Dokumen:
##########

Gunadarma

Gunadarma
Gunadarma

Jumat, 14 Juni 2013

rensensi film



“Kita sekolah itu cuma nyatet… kongkritnya nyatet… nyatet… dan nyatet… nah film ini yang akan menjadi catatan akhir kita di Sekolah” Arian.

http://adityaadiyatma.files.wordpress.com/2013/06/8d5fb-600full-catatan-akhir-sekolah-poster.jpg?w=287&h=400

Masa sekolah merupakan sebuah tema yang kaya akan cerita apalagi jika diangkat menjadi sebuah film. Tidak hanya film, semua jenis karya entah itu sinema hingga sastra tema ini akan selalu menarik untuk diangkat. Apa alasannya? Tentu saja kerena sebagian besar penonton baik itu Indonesia maupun dunia merasakan senang susah kehidupan disekolah, kesamaan pengalaman inilah yang banyak menarik minat penonton terhadap cerita berlatar sekolah sehingga penonton seolah-olah tidak akan pernah bosan dan pencipta karya pun tak akan pernah habis ide cerita dengan berlatar sekolah. Tema ini lah yang menjadi awal mula naiknya nama sutradara kondang bernama Hanung Bramantyo. Hanung sebenarnya bisa membuat film yang berkualitas, tapi kebiasaannya mengundang sensasi terutama kecanduannya mengangkat tema yang cukup sakral (mengenai agama) membuat saya kurang suka dengan poinnya yang satu ini. Akan tetapi film remaja berjudul Catatan Akhir Sekolah ini bisa dikatakan salah satu master piece Hanung yang bisa kita akui kejeniusannya.

##########

Data Tersimpan:
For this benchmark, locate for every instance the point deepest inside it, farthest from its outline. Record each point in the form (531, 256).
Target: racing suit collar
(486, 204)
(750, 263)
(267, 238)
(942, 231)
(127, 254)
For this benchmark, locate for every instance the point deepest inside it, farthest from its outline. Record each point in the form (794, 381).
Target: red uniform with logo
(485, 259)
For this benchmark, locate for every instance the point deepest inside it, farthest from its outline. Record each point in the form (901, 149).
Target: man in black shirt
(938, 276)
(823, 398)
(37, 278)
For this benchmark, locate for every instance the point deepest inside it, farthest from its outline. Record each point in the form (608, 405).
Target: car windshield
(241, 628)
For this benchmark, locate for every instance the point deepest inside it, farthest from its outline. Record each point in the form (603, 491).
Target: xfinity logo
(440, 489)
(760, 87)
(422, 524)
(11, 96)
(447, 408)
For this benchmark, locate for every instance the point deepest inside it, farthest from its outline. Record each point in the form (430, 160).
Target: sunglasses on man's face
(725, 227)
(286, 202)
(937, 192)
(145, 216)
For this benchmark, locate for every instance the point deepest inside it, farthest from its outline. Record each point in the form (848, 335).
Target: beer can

##########

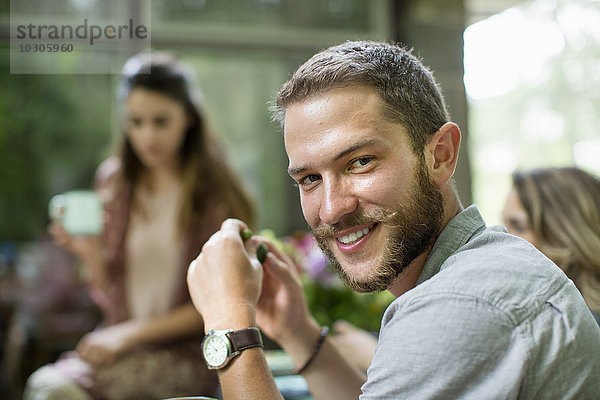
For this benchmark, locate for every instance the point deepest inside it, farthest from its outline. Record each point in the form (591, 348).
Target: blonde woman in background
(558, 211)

##########

Tugas Singkat:
Jawablah pertanyaan berikut berdasarkan resensi film di atas.
(a) Siapa yang disebut sebagai pengucap kutipan di awal resensi film?
(b) Nama sutradara siapa yang mulai naik berkat tema masa sekolah?
(c) Apa judul film remaja yang disebut salah satu master piece sutradara itu?

Pembahasan Soal:
(a) Arian.
(b) Hanung Bramantyo.
(c) Catatan Akhir Sekolah.